EXERCISE DIRECTIONS. Express the entries below as a JSON list of strings, one string per line, from the first line through the line with "pixel 312 287". Skip blank lines and leave the pictures out of your answer.

DATA SUPPLIED.
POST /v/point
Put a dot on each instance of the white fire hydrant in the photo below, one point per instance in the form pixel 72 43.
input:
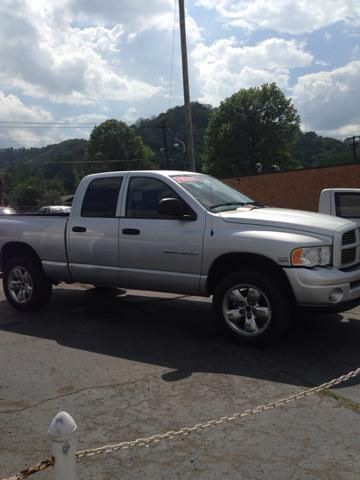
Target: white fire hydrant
pixel 63 446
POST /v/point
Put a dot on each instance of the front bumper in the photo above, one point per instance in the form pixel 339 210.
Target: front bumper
pixel 312 287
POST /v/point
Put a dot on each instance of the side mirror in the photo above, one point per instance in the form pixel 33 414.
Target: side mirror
pixel 171 207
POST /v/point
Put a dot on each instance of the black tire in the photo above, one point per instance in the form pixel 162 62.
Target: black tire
pixel 252 307
pixel 26 287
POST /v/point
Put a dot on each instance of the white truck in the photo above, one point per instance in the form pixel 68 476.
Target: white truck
pixel 191 234
pixel 341 202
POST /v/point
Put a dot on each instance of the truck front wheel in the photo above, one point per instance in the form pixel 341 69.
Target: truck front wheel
pixel 25 285
pixel 252 307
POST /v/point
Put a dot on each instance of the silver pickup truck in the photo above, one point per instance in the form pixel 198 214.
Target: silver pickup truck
pixel 186 233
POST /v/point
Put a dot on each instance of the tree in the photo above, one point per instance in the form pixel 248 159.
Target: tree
pixel 254 126
pixel 115 146
pixel 151 130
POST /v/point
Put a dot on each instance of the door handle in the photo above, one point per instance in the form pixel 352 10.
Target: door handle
pixel 79 229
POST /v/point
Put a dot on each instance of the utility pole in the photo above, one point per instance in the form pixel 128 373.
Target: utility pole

WRITTEN SOLUTION.
[
  "POST /v/point",
  "Put a dot on each instance of the white fire hydrant in the photo below, one point per instance in the form pixel 72 43.",
  "input:",
  "Target: white fire hydrant",
  "pixel 63 446",
  "POST /v/point",
  "Put a dot on each instance of the front bumper in the photo above, one point per instance in the form pixel 339 210.",
  "Target: front bumper",
  "pixel 312 287"
]